_LESETEXT_.
##############################

Universalisms in Conflict – Post-Colonial Challenges in Art History and Philosophy

Freitag, 09. März 2012 - 14:00 Uhr

Akademie der bildenden Künste Wien

Universalisms in Conflict | Post-Colonial Challenges in Art History and Philosophy


Datum | 09.03.2012 - 10.03.2012

Ort | Akademie der bildenden Künste Wien, Schillerplatz 3, 1010 Wien, M13

Symposium veranstaltet vom Institut für Kunst- und Kulturwissenschaften

Konzept: Christian Kravagna, Ruth Sonderegger

Teilnehmer_innen | Chika Okeke-Agulu, Fahim Amir, Sabeth Buchmann, Marina Gržini?, Monica Juneja, Jens Kastner, Christian Kravagna, Nelson Maldonado-Torres, Marion von Osten, Ruth Sonderegger, Isobel Whitelegg, Franz Wimmer

Die westliche Kunstgeschichte hat vor kurzem begonnen, die Herausforderungen der kulturellen Globalisierung zu diskutieren. Neue und oft konkurrierende Konzepte wie "World Art Studies" und "Global Art History" zeugen von den Anstrengungen zur Überwindung des zunehmend eingestandenen Eurozentrismus der Disziplin durch Ausweitung ihres Gegenstandsbereichs auf andere Weltregionen. Die Rhetorik der "neuen Herausforderungen" und einer notwendigen "neuen Orientierung" der Kunstgeschichte übersieht jedoch häufig die politischen Dimensionen der anti- bzw. postkolonialen Kritik von Geschichtsschreibung. Alternative Modelle, basierend auf Fallstudien spezifischer Konstellationen in transkulturellen Kontaktzonen, sind imstande, tiefere Einsichten in die interkontinentalen künstlerischen und diskursiven Beziehungen unter kolonialen und postkolonialen Bedingungen zu ermöglichen. Das Symposium versammelt ausgewählte Fallstudien in postkolonialer Kunstgeschichte; es diskutiert Kriterien, Begriffe und Methoden der Auswahl und Untersuchung solcher Beispiele, die als relevant und paradigmatisch für kritische Revisionen etablierter Kanons und Narrative der modernen Kunst sowie vorherrschender Konzepte von Zentrum und Peripherie verstanden werden. Das Symposium erinnert darüber hinaus an Projekte und Diskussionen, die den gegenwärtigen Debatten über "globale" und/oder post-eurozentrische Kunstgeschichten voraus gingen.

##############################

Datensätze mit Positionsannotationen:
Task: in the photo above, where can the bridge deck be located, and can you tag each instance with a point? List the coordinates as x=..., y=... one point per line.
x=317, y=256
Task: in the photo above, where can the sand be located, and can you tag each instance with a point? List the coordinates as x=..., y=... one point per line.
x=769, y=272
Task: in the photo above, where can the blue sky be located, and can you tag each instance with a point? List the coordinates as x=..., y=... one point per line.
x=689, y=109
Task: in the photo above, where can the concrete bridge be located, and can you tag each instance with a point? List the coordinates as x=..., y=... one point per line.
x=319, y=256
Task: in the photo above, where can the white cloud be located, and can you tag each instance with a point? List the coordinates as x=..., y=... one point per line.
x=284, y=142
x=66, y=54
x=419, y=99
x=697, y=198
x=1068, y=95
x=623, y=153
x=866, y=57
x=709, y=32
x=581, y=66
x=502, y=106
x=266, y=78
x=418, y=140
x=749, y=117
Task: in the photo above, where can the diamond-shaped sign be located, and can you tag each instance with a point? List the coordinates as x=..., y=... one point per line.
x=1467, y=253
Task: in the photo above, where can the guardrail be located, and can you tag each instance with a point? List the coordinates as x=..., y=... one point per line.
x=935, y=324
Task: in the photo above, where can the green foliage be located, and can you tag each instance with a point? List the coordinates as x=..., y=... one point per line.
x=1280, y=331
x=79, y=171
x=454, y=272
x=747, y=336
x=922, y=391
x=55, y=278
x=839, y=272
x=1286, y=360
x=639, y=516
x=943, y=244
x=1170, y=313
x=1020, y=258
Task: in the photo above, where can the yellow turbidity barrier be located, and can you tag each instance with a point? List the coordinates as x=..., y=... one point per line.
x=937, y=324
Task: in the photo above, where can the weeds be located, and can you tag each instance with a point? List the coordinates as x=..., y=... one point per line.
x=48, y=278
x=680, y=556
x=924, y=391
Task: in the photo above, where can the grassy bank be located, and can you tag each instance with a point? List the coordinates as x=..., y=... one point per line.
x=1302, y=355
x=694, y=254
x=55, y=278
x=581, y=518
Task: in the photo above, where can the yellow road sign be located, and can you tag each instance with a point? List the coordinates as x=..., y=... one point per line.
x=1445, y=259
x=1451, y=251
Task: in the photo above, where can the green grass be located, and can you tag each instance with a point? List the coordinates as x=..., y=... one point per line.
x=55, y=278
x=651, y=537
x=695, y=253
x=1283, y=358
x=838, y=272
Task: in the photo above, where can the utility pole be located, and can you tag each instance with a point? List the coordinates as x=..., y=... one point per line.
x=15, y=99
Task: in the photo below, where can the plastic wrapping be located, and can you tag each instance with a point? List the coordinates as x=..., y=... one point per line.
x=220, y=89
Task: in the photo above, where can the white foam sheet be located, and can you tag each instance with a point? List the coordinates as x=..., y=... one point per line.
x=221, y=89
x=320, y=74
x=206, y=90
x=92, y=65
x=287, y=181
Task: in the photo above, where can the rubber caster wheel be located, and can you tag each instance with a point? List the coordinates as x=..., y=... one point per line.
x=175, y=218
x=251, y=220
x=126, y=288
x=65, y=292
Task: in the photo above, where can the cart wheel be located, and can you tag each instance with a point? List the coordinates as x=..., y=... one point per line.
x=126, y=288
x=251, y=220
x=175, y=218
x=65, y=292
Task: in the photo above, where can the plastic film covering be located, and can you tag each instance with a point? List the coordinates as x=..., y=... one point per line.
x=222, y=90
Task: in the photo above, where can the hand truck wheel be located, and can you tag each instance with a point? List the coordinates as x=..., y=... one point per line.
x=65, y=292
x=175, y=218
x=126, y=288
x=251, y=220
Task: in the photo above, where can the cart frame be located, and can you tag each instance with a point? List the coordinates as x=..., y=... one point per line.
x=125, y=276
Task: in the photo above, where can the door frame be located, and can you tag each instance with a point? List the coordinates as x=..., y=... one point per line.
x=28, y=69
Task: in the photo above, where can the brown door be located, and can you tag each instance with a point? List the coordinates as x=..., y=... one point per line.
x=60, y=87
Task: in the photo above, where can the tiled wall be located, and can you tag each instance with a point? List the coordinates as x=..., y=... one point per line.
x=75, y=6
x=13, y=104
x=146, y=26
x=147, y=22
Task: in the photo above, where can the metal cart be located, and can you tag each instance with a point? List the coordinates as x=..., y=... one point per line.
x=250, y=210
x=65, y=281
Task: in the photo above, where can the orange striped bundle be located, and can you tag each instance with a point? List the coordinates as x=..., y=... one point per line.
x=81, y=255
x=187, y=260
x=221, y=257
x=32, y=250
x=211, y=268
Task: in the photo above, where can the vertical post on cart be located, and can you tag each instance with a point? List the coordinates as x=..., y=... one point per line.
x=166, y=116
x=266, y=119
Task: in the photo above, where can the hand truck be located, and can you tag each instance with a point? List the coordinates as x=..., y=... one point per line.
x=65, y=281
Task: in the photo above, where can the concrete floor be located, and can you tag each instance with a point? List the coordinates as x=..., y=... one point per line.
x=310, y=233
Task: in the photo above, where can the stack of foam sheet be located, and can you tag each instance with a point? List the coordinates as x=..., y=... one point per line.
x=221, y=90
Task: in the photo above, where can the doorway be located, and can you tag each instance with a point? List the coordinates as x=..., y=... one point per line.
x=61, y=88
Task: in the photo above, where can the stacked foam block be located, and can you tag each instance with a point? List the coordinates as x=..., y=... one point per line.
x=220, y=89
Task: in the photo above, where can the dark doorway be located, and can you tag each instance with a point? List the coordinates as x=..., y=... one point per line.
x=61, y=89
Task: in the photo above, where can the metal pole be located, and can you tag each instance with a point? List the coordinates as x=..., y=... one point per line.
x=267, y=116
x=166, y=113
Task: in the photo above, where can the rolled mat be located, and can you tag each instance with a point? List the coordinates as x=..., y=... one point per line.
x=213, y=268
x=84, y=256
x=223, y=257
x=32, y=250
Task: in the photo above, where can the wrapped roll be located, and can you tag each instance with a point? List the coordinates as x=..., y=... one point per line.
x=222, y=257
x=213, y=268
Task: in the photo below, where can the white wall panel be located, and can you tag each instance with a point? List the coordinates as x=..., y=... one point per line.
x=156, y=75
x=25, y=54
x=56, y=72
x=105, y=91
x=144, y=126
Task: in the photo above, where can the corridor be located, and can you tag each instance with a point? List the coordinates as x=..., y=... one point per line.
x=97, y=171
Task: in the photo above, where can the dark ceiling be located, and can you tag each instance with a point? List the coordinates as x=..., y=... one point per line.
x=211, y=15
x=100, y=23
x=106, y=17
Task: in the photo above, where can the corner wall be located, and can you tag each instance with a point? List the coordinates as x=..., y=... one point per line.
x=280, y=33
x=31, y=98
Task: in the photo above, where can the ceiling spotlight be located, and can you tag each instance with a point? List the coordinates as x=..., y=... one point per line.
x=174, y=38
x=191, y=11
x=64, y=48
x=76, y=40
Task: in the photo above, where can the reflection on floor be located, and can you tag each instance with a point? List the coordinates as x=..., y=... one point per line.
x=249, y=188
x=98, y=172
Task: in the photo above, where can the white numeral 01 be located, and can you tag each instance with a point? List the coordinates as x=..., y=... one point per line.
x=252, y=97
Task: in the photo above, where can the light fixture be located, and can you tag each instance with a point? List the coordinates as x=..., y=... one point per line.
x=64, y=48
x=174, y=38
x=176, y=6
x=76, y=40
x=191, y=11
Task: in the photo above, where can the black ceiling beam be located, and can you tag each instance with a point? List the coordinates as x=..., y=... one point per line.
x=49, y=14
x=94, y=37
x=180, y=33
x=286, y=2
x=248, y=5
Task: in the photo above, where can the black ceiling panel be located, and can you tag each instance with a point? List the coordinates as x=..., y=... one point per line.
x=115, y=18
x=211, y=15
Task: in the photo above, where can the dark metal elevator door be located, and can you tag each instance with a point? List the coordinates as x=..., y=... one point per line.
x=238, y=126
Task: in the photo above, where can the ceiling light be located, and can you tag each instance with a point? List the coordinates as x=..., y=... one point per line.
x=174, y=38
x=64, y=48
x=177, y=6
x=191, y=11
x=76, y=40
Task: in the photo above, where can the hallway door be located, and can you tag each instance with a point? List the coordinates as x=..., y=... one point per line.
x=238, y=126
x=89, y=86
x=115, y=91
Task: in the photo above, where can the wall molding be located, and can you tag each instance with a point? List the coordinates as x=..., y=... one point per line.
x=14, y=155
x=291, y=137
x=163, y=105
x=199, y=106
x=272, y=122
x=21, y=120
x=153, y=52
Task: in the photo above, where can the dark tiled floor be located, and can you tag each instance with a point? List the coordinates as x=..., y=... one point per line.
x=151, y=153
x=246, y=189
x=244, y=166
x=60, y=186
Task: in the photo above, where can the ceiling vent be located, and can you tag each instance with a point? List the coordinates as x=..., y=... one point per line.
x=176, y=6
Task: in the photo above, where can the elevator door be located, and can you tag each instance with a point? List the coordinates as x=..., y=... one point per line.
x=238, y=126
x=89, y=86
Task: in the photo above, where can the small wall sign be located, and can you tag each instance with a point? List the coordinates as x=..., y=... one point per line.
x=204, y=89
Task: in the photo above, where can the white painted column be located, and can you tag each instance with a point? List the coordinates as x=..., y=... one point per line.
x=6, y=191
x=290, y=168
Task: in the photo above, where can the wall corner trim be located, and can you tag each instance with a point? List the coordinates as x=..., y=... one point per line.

##############################

Entscheiden Sie für jede Aussage, ob sie mit dem Lesetext übereinstimmt, und belegen Sie Ihr Ja oder Nein mit einem wörtlichen Zitat aus dem Lesetext.
(a) Das Symposium fand an der Akademie der bildenden Künste Wien statt.
(b) Das Konzept des Symposiums stammt von Franz Wimmer.
(c) Die Rhetorik der „neuen Herausforderungen“ berücksichtigt stets die politischen Dimensionen der postkolonialen Kritik.

(a) Ja: „Akademie der bildenden Künste Wien, Schillerplatz 3, 1010 Wien“
(b) Nein: „Konzept: Christian Kravagna, Ruth Sonderegger“
(c) Nein: „übersieht jedoch häufig die politischen Dimensionen der anti- bzw. postkolonialen Kritik von Geschichtsschreibung“